## EXTRACT TO READ
┌────────
MDAnalysis
Multi-precision and dtypes
Discussion around #3544 and #3500 has raised some interesting points about floating point precision and dtypes.
The current strategy in MDA is to squash down to an np.float32 on box and coordinate creation, with no flexibility allowed, however some routines still do their accumulation in double precision. Additionally, the datatype is not always respected with some operations promoting back to a larger dtype, where this information could be passed through without data loss.
For example, when a box is created with:
boxtype, checked_box = check_box(np.array([1., 1., 1., 90., 90., 90.])) # input an np.float64 box
checked_box.dtype # narrowed to np.float32
finding the box volume re-promotes:
dim = np.asarray(dimensions, dtype=np.float64)
lx, ly, lz, alpha, beta, gamma = dim
...
return volume
then if we are to use our f32 box again in the C level routine _ortho_pbc the following snippet widens it again.
const double inverse_box[3] = {1.0 / (double) box[0], \
1.0 / (double) box[1], \
1.0 / (double) box[2]};
#3544 introduces some flexibility in datatypes for box manipulation while retaining all the same default behaviour as before.
└────────
## PROBLEM 1
In the dtypes discussion, list the variable names that `dim` is unpacked into.

## PROVIDED ENTRIES
┌────────
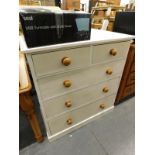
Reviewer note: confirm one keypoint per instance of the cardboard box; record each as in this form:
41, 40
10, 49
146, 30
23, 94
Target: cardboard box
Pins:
71, 4
46, 26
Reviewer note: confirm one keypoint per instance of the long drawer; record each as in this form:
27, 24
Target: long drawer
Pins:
63, 83
73, 117
58, 61
109, 52
78, 98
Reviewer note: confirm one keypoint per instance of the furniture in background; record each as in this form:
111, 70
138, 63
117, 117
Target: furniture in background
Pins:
125, 23
77, 82
25, 100
70, 5
40, 2
104, 11
127, 85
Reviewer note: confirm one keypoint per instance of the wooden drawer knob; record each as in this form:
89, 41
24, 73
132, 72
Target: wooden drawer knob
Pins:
69, 121
105, 89
113, 52
68, 104
66, 61
67, 83
109, 71
102, 106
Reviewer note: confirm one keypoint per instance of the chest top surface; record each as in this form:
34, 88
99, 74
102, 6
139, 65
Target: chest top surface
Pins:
97, 37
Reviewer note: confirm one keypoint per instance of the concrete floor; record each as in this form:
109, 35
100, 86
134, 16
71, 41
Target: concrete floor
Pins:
112, 134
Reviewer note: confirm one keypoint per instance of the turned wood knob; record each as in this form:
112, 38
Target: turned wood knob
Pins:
109, 71
113, 52
68, 104
105, 89
69, 121
102, 106
66, 61
67, 83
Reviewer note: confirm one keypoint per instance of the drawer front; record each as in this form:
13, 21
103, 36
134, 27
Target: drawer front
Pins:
73, 117
129, 90
109, 52
78, 98
59, 61
67, 82
131, 78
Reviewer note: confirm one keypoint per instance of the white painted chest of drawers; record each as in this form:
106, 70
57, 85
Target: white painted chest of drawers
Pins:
77, 82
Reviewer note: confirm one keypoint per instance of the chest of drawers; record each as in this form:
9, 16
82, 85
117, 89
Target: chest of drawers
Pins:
77, 82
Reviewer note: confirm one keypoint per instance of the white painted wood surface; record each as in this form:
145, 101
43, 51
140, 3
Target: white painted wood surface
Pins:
97, 37
90, 60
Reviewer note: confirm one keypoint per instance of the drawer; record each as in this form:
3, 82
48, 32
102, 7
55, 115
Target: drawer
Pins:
129, 90
73, 117
131, 78
78, 98
60, 61
53, 86
109, 52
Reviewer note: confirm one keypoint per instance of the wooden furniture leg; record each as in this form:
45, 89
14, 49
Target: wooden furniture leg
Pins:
27, 106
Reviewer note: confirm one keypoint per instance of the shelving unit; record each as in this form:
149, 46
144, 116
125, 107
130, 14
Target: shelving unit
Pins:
104, 11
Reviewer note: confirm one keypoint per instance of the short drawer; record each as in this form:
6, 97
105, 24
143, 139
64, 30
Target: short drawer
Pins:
63, 83
73, 117
59, 61
109, 52
129, 90
78, 98
131, 78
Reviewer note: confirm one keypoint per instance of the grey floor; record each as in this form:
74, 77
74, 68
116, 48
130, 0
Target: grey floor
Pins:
112, 134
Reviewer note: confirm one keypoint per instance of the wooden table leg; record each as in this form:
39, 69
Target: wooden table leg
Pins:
27, 106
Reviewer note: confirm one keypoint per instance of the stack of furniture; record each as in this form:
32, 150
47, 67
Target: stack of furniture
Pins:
127, 85
104, 11
25, 99
77, 82
125, 23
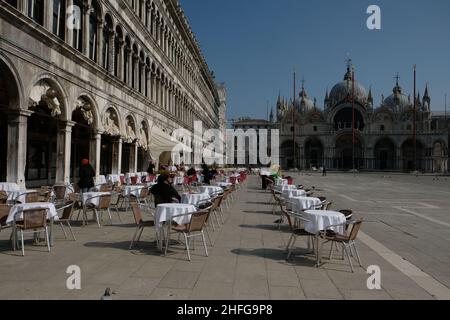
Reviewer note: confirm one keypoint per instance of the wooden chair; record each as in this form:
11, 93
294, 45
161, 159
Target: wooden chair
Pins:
104, 204
34, 221
67, 211
191, 230
141, 224
3, 197
4, 212
346, 240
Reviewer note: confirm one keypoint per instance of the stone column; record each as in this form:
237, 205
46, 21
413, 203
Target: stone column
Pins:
63, 152
100, 42
86, 13
111, 51
69, 31
48, 15
121, 63
17, 147
94, 151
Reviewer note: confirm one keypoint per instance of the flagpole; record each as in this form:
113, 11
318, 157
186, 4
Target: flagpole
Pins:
353, 118
414, 122
293, 125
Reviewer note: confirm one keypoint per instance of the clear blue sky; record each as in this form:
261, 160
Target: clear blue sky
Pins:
254, 46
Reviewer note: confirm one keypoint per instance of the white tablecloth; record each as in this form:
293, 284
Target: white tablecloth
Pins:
281, 182
100, 180
173, 211
178, 180
281, 188
289, 193
321, 219
303, 203
194, 198
210, 189
224, 184
9, 186
17, 210
133, 190
95, 201
21, 194
113, 178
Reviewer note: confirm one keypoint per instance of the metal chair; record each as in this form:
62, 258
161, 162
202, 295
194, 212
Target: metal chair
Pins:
67, 211
141, 224
346, 240
191, 230
34, 221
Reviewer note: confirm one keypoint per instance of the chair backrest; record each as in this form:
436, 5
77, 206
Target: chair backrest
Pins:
106, 187
67, 210
3, 196
355, 229
32, 197
104, 202
136, 212
198, 220
34, 218
60, 192
347, 213
4, 212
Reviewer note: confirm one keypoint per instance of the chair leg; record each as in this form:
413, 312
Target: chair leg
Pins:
349, 258
204, 243
357, 254
134, 237
46, 239
187, 246
64, 231
71, 232
23, 246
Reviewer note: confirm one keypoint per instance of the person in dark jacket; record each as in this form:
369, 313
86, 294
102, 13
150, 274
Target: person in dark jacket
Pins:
151, 168
87, 174
206, 174
163, 191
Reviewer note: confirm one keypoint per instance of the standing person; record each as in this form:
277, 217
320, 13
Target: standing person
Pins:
151, 168
206, 174
87, 174
163, 191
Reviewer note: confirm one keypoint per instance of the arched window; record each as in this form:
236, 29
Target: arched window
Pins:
78, 33
36, 10
59, 18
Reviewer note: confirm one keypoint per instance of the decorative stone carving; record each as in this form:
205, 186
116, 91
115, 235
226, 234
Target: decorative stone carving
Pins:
43, 92
86, 110
110, 123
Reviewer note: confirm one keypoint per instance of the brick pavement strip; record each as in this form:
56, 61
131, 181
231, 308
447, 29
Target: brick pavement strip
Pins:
246, 262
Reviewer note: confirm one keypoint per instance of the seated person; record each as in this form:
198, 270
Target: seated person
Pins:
191, 172
163, 191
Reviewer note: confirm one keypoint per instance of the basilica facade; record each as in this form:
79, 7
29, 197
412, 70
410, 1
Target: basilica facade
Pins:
108, 81
384, 139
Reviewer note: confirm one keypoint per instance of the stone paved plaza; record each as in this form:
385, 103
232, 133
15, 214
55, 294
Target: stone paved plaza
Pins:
405, 233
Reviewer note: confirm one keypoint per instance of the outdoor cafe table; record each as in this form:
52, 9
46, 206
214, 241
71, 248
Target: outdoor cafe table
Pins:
85, 198
16, 213
320, 220
210, 189
177, 212
281, 188
289, 193
194, 198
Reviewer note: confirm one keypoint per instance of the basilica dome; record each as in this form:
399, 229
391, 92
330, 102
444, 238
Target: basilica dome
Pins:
343, 91
397, 101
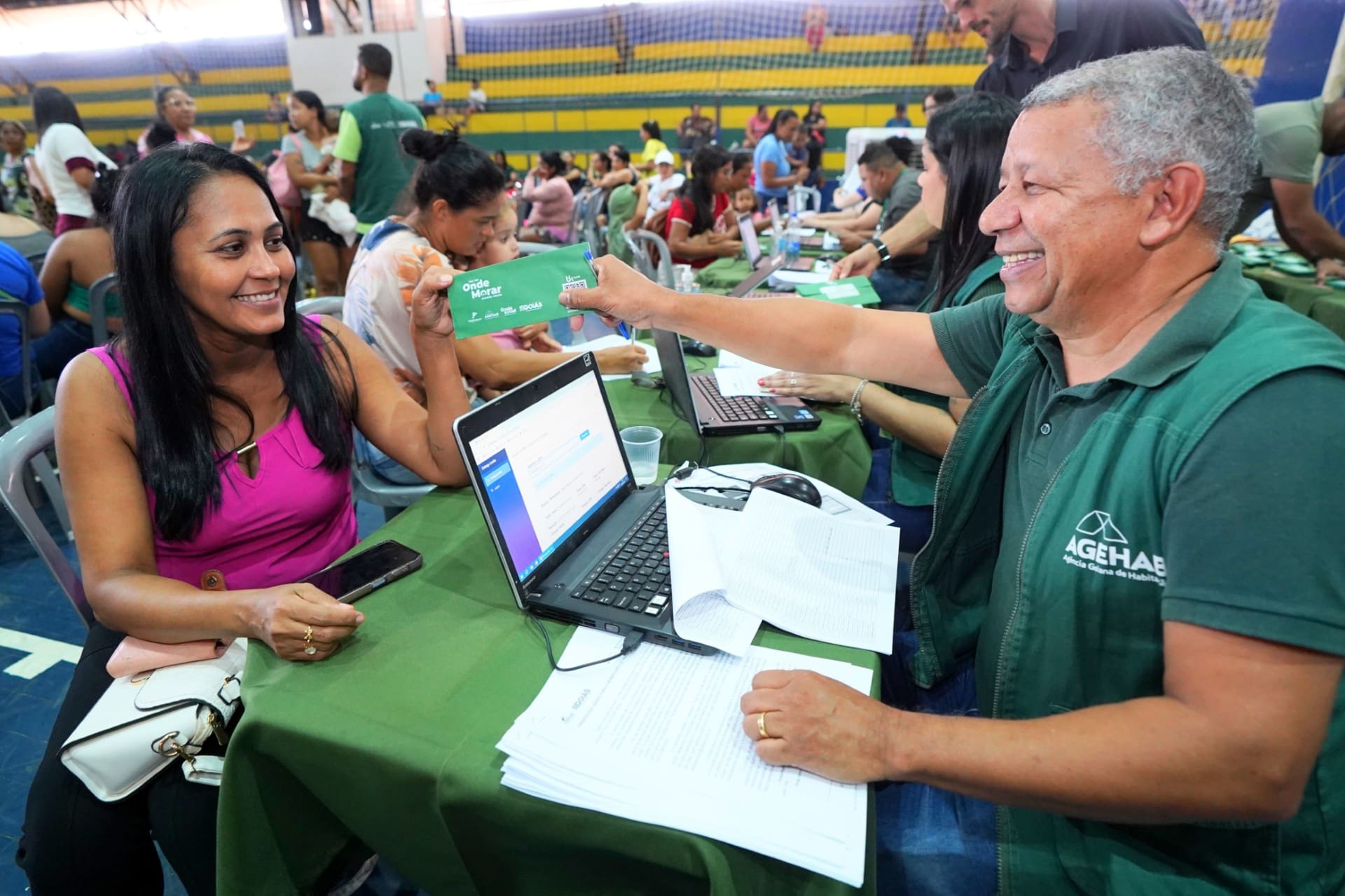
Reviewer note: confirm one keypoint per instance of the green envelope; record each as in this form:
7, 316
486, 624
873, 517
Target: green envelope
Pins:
850, 291
520, 292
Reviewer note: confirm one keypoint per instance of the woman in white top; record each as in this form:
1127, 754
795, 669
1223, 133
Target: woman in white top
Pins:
67, 158
308, 162
177, 108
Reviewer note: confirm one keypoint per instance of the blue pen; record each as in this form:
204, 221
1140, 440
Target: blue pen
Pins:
627, 333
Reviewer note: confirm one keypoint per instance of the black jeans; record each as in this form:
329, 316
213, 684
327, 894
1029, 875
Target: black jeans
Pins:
76, 844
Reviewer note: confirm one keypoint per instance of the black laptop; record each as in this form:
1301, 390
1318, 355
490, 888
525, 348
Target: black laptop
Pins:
579, 541
698, 399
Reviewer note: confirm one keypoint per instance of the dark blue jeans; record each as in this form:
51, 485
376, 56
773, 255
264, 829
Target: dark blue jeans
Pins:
60, 346
915, 523
930, 840
11, 394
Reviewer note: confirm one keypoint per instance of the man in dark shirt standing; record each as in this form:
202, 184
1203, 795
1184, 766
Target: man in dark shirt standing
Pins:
1033, 41
1049, 36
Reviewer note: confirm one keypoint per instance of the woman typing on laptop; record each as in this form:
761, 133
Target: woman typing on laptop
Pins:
457, 195
207, 448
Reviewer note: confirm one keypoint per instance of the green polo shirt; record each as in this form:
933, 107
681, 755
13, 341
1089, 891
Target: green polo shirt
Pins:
1262, 486
370, 136
1251, 524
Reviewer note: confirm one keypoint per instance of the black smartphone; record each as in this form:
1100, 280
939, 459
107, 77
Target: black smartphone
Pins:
368, 571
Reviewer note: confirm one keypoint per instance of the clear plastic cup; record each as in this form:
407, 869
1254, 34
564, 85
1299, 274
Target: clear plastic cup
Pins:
642, 450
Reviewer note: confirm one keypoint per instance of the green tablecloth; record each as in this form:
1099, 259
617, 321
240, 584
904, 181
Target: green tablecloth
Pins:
392, 743
1324, 304
834, 453
723, 275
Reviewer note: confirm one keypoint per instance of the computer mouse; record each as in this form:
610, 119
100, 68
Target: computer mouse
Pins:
└────────
## PROBLEM 2
Count the lines of the records that contain the word "cardboard" and give only the number.

## EXPECTED OUTPUT 1
lx, ly, lz, alpha, beta, gamma

## EXPECTED OUTPUT 2
2